> [PROBLEMS TO WORK ON]:
**A.** Answer these questions using the text on Movember and men's mental health, one per line:
(i) What does Movember ask men to grow?
(ii) How often, according to the text, does a man die because of suicide?
(iii) Which two causes does the text give for mental health issues among Muslim men being ignored?
**B.** Please echo the part of the text on Movember and men's mental health from "Think about your" to "that it deserves.", with no changes.

> [SELECTED EXTRACT]:
Start of Block
You have probably noticed the beard growing trend during the month november called ‘Movember’. The aim is to grow a moustache and raise awareness around men’s health issues, such as prostate and testicular cancer, mental health and suicide. More than 1.4 million men are diagnosed with prostate cancer each year and more than 5.4 million men are living with it, thanks to proper information before, during and after being diagnosed. At the same time, men’s mental health is still a silent crisis. Every minute of the day, a man dies because of suicide. Keeping in mind that, based on a study of Washington’s institute for Health Metrics and Evaluation, Muslim countries have the highest rates of suicide, murder, rape and mental health problems, it is important to discuss these issues within our communities.
He was a sinful man
Mental health issues among Muslims, and in particular men, are being ignored too many times, due to a mix of male stereotypes and old traditions. It is generally difficult for Muslims to open up about mental health issues, because we are told too often that we should ‘pray our issues away’, that the sickness ‘is a test from god’ or ‘our issues are due to a lack of faith’.
Think about your own personal experience. Have you ever heard your dad, granddad, brother or cousin speak about his mental health, or even mention about how he feels from the inside? Unfortunately, it is still perceived as a very delicate topic, that doesn’t get the attention that it deserves.
End of Block
> [ENTRIES SUPPLIED]:
Start of Block
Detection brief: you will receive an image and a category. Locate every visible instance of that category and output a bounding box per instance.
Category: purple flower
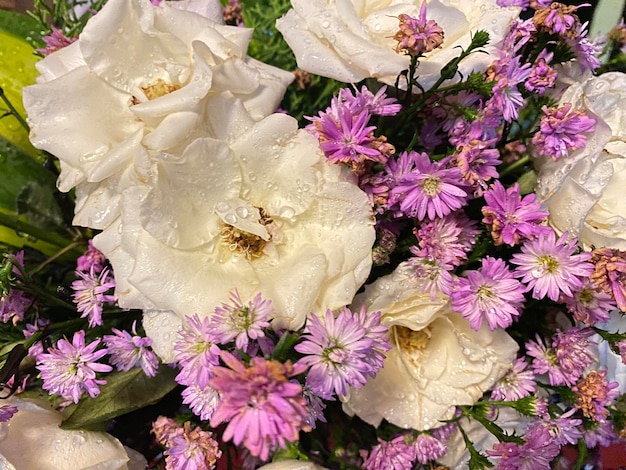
[561,282,617,326]
[414,434,447,465]
[482,181,552,246]
[72,265,115,328]
[211,289,274,352]
[35,26,78,55]
[164,422,222,470]
[0,405,19,423]
[294,308,382,400]
[391,152,467,220]
[37,330,113,403]
[511,231,593,302]
[532,103,596,160]
[181,385,220,421]
[491,357,537,401]
[174,314,220,388]
[412,213,480,266]
[450,256,526,331]
[209,351,310,460]
[103,323,159,377]
[393,2,443,57]
[363,435,417,470]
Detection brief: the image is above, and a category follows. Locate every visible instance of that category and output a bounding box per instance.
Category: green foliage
[61,365,177,429]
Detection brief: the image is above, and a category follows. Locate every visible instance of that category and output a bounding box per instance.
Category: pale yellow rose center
End of Block
> [LIST OF ANSWERS]:
**A.**
(i) A moustache.
(ii) Every minute of the day.
(iii) A mix of male stereotypes and old traditions.

**B.**
Think about your own personal experience. Have you ever heard your dad, granddad, brother or cousin speak about his mental health, or even mention about how he feels from the inside? Unfortunately, it is still perceived as a very delicate topic, that doesn’t get the attention that it deserves.